**GIVEN INSTRUCTION**. Copy the text of the records below word for word, leaving out the pictures.

★ ★ ★ ★ ★

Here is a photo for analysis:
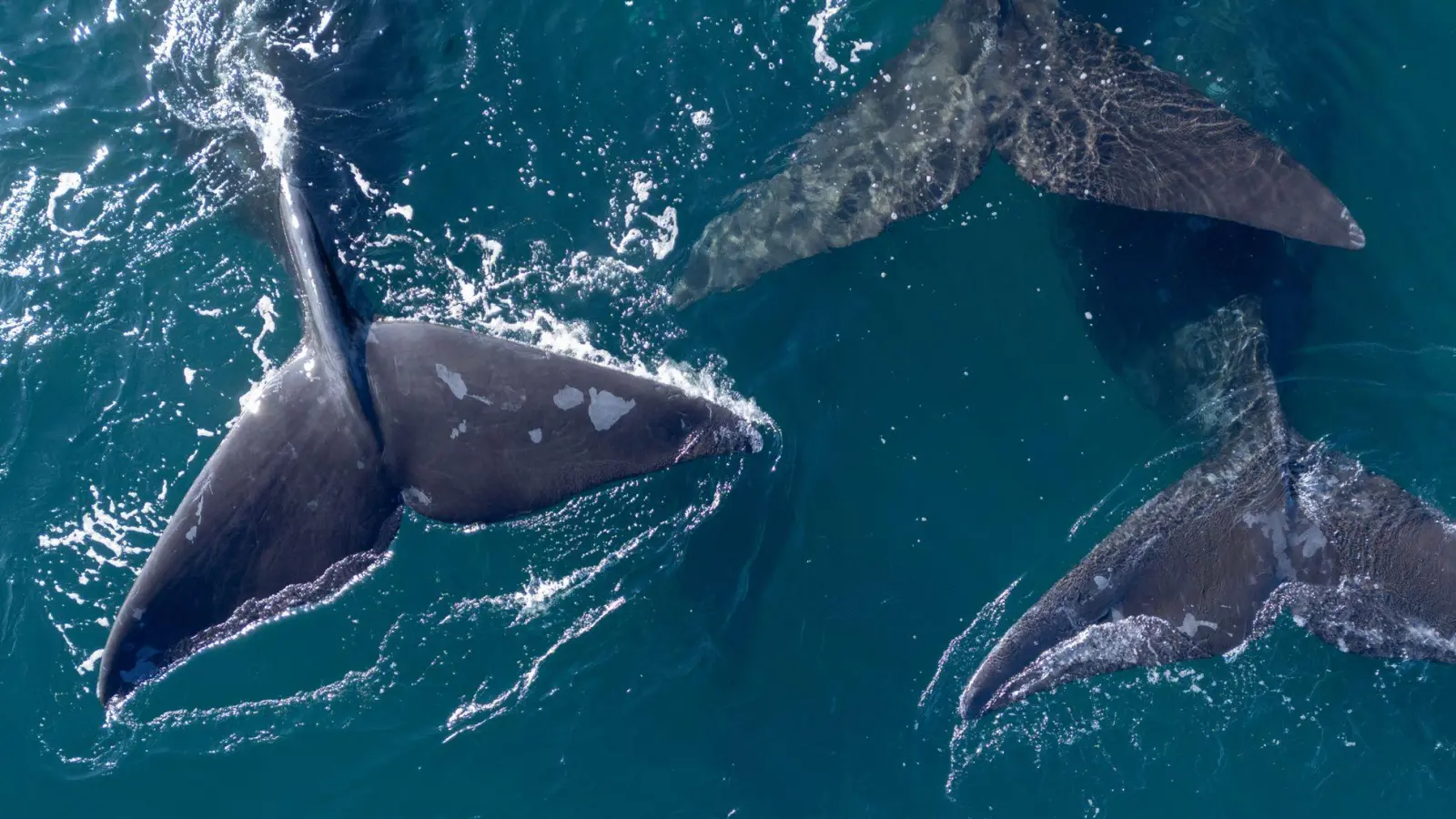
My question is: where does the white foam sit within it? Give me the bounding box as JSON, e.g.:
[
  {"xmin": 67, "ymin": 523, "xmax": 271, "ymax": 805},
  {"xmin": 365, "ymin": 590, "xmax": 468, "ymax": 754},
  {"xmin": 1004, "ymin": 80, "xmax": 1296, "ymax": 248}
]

★ ★ ★ ★ ★

**TASK SOLUTION**.
Here is a photo for analysis:
My question is: where does the white foam sit within it? Give me the bounding box as JSON, e.g.:
[
  {"xmin": 67, "ymin": 523, "xmax": 271, "ymax": 805},
  {"xmin": 365, "ymin": 590, "xmax": 468, "ymax": 754},
  {"xmin": 1004, "ymin": 80, "xmax": 1296, "ymax": 248}
]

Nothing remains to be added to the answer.